### Given request 1:
Repeat the passage from the court decision below word for word, from "No. CV-02-0174593S" up to and including "August 6, 2004.".

### Excerpted text:

Connecticut Superior Court, Judicial District of Waterbury at Waterbury
Aug 18, 2004
2004 Ct. Sup. 12032 (Conn. Super. Ct. 2004)

Opinion

No. CV-02-0174593S

August 18, 2004


MEMORANDUM OF DECISION


This is a decision on the plaintiff's motion to set aside and for new trial, dated August 6, 2004.

The plaintiff, Mary Zwick, instituted the present action seeking to recover monetary damages far personal injuries as a result of a fall on an escalator in the Filene's Men's Store in the West Farms Mall on December 8, 2000. She claimed that the fall was the result of the negligent maintenance of the escalator by the defendant owner, The May Department Stores Company (hereinafter "May") and the defendant maintenance company, KONE, Inc. (hereinafter Kone). The plaintiff claimed that as a result of the fall and the defendants' negligence, she sustained ankle and other injuries.

### Given request 2:
In the listing that follows, rename "Guideline" to "Instruction" in the lines from the start of the listing up to and including the line with "column 524, row 408", and change nothing else. Give back only those lines, and leave out the pictures.

### Data listing:

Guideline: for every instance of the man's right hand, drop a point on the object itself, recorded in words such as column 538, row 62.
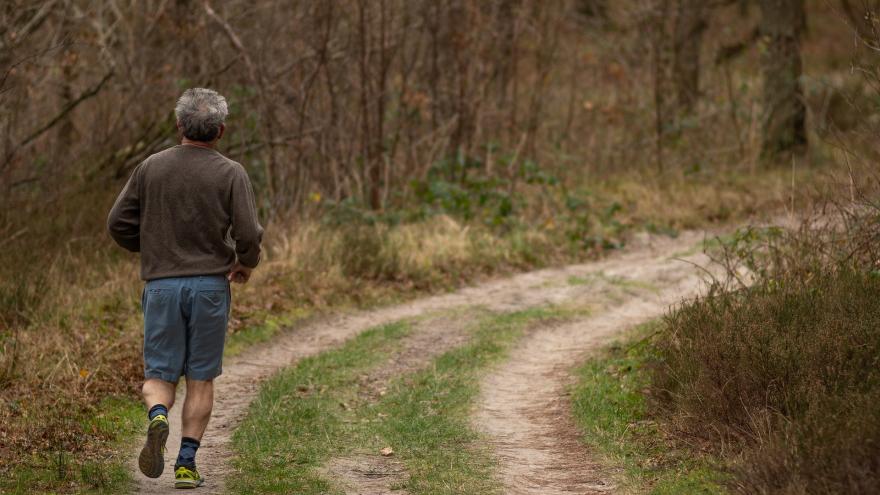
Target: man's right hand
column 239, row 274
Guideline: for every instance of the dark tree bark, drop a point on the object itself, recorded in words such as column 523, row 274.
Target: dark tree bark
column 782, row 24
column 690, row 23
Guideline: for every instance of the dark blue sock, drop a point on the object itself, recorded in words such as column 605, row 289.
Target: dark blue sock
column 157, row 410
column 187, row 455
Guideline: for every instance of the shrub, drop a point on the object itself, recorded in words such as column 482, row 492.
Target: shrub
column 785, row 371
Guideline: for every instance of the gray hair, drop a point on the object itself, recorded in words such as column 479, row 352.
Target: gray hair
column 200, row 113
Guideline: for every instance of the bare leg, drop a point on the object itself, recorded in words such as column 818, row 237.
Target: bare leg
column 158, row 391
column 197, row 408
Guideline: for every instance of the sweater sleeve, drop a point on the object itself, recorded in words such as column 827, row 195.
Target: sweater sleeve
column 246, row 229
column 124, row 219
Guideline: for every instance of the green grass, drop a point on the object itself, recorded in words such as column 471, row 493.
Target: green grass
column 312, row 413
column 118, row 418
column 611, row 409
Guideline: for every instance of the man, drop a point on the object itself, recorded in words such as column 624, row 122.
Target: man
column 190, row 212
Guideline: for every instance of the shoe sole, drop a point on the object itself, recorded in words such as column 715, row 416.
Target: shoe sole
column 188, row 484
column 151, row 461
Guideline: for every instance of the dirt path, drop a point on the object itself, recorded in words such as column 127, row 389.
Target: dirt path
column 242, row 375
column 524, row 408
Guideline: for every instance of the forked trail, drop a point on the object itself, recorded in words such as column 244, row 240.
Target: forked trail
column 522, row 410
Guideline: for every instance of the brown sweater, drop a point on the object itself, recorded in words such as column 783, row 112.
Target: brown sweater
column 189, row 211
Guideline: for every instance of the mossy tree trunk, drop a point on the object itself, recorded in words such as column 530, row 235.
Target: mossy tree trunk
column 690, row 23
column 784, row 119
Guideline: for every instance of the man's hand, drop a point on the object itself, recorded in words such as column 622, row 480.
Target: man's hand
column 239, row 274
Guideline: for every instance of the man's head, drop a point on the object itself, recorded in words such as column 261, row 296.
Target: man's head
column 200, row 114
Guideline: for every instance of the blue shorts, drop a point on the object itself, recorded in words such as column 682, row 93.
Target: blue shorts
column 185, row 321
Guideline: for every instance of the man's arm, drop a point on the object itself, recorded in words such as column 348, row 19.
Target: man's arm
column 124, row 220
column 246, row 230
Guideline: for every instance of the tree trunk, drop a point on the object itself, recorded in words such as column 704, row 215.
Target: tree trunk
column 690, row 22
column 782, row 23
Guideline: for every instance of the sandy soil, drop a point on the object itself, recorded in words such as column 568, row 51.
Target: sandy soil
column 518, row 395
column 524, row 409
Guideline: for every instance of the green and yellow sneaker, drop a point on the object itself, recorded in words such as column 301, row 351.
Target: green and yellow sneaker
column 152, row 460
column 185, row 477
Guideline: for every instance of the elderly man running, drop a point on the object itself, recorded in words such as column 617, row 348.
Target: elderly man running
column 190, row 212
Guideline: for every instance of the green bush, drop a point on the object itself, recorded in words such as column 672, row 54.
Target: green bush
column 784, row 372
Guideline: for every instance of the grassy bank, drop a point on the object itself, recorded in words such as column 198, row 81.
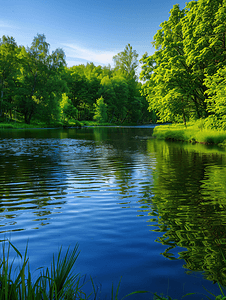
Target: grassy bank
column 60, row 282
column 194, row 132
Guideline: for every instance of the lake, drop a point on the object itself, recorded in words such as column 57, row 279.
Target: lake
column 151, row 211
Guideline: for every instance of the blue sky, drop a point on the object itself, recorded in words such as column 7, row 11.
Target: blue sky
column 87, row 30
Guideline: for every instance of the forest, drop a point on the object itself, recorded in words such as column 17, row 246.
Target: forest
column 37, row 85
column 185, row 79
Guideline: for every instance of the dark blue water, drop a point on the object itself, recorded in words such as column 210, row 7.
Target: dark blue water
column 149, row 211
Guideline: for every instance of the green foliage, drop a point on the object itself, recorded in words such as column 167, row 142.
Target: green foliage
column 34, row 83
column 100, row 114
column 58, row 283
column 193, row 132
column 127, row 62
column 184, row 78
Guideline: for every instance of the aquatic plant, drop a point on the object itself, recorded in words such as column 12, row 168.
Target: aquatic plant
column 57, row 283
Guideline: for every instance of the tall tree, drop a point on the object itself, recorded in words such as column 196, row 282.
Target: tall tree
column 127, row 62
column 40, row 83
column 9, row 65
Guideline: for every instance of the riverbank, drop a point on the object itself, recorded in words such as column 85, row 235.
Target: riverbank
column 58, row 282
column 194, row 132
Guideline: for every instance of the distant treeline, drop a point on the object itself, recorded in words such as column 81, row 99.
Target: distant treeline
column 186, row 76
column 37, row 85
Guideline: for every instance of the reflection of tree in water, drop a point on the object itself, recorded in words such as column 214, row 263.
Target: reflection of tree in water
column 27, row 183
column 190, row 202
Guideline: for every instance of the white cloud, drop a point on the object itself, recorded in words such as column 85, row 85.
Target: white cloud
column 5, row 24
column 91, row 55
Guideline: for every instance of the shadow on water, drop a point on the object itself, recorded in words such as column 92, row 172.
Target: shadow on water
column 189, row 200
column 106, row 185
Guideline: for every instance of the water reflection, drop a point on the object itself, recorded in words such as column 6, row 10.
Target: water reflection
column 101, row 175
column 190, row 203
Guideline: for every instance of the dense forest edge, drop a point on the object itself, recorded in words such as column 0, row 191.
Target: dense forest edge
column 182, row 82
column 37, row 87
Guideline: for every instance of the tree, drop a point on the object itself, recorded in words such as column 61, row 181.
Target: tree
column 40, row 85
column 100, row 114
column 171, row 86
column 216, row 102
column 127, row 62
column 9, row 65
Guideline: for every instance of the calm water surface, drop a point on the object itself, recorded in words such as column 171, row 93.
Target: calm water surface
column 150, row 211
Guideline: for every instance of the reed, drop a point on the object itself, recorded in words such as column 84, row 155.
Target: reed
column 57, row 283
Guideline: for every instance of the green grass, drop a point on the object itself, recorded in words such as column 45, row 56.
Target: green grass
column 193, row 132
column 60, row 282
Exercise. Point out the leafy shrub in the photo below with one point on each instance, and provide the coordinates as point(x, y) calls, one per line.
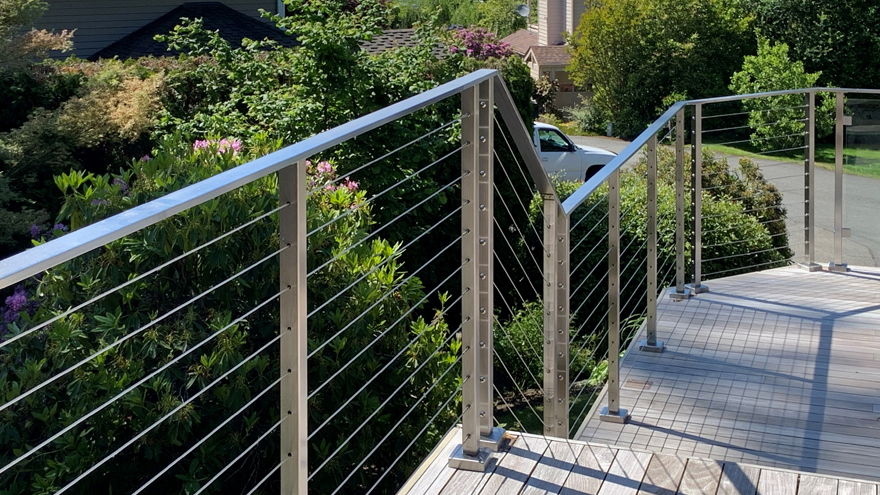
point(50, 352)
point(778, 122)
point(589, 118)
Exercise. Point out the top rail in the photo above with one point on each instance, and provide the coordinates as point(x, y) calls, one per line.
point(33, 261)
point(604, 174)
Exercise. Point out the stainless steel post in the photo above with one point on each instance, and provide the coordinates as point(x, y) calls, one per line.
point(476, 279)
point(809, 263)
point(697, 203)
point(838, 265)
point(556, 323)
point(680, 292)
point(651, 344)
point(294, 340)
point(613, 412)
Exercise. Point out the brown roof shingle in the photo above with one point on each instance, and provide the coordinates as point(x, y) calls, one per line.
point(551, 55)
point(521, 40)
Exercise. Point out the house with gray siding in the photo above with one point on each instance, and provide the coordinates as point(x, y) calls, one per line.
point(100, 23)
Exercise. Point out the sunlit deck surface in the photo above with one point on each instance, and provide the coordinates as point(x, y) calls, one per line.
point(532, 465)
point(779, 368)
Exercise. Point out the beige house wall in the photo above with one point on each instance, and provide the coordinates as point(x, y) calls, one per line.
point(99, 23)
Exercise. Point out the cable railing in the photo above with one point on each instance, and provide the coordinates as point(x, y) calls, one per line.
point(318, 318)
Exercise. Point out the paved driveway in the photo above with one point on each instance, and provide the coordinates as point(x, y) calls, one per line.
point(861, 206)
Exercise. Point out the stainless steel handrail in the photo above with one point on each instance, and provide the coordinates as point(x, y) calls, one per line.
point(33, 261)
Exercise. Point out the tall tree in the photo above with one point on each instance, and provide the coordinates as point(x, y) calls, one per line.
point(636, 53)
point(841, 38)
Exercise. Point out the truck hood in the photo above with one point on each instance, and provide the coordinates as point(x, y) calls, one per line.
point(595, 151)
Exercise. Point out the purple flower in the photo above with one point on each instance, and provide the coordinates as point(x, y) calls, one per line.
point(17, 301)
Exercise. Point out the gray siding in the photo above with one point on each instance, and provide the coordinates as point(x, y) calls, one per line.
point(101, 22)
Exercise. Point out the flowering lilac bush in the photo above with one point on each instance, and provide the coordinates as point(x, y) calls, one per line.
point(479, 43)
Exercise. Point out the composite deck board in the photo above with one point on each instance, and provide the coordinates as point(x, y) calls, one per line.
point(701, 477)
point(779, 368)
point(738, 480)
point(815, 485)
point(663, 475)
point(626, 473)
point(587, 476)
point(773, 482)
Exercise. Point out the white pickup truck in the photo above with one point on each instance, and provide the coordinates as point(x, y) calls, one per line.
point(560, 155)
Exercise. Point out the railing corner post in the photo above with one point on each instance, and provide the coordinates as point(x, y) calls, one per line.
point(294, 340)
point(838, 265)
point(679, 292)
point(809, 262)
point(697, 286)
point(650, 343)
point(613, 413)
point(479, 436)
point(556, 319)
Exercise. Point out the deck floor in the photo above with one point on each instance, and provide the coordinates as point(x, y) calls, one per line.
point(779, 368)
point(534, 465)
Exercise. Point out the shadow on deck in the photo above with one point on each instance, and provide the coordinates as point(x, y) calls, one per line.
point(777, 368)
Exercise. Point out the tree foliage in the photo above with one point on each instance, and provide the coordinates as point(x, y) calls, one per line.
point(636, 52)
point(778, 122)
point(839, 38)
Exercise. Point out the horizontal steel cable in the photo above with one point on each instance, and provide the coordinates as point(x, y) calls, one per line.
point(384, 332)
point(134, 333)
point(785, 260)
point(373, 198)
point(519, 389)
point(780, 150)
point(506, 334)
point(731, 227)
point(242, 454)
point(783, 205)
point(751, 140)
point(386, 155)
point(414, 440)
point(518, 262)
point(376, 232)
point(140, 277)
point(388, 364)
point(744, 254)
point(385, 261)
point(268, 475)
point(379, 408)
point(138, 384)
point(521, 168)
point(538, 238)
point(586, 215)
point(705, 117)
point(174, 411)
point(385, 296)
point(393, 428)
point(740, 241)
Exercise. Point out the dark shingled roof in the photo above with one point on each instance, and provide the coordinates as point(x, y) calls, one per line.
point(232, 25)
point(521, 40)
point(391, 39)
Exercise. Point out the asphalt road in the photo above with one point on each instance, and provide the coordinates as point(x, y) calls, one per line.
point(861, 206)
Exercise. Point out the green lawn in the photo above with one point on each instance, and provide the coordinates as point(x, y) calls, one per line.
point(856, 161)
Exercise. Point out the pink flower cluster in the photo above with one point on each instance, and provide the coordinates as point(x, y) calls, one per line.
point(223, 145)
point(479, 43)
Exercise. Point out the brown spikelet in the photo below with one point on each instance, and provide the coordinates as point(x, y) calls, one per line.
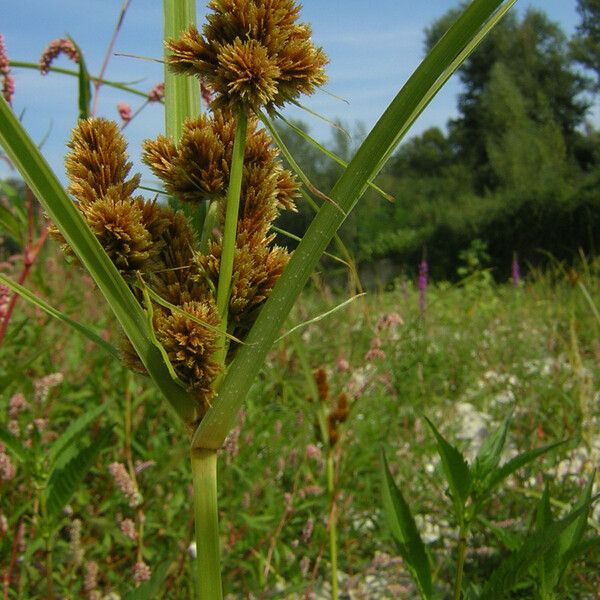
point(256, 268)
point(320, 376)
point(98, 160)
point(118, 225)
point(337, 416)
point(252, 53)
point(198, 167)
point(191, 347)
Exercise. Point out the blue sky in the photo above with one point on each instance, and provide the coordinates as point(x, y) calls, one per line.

### Exercise response 1:
No. CV-02-0174593S

August 18, 2004


MEMORANDUM OF DECISION


This is a decision on the plaintiff's motion to set aside and for new trial, dated August 6, 2004.

### Exercise response 2:
Instruction: for every instance of the man's right hand, drop a point on the object itself, recorded in words such as column 538, row 62.
Target: man's right hand
column 239, row 274
Instruction: for every instance of the dark tree bark, drop a point on the object itself, recorded in words such as column 523, row 274.
Target: dark tree bark
column 782, row 24
column 690, row 23
Instruction: for every instance of the dark blue sock, drop a point on the object itself, recorded in words such as column 605, row 289.
Target: dark blue sock
column 157, row 410
column 187, row 455
Instruction: for every instance of the shrub, drop a point on the object itself, recorded in words such as column 482, row 492.
Target: shrub
column 785, row 371
Instruction: for every instance of the gray hair, drop a point on the object itself, recorded in words such as column 479, row 352.
Target: gray hair
column 200, row 113
Instruction: for every instance of the bare leg, drop a point on the object itself, recorded in words such as column 818, row 237.
Target: bare leg
column 158, row 391
column 197, row 408
Instruction: for every instance of the sweater sleeve, drop a point on the object itself, recorded in words such as column 827, row 195.
Target: sweater sleeve
column 246, row 229
column 124, row 219
Instruction: for every instance of the green grass, drop a point on the object itself, recorded in words such as column 471, row 493.
Target: green grass
column 312, row 413
column 118, row 418
column 611, row 409
Instruction: for every instance of the man, drop a point on the object itself, recorded in words such as column 624, row 122.
Target: man
column 190, row 212
Instruction: for every instance of the shoe sole, drop a point on the object itself, recorded in words such as column 715, row 416.
Target: shoe sole
column 188, row 484
column 151, row 461
Instruction: for every instance of the dirt path, drop a point on the object itself, recorded in words such as column 127, row 389.
Target: dirt path
column 242, row 375
column 524, row 408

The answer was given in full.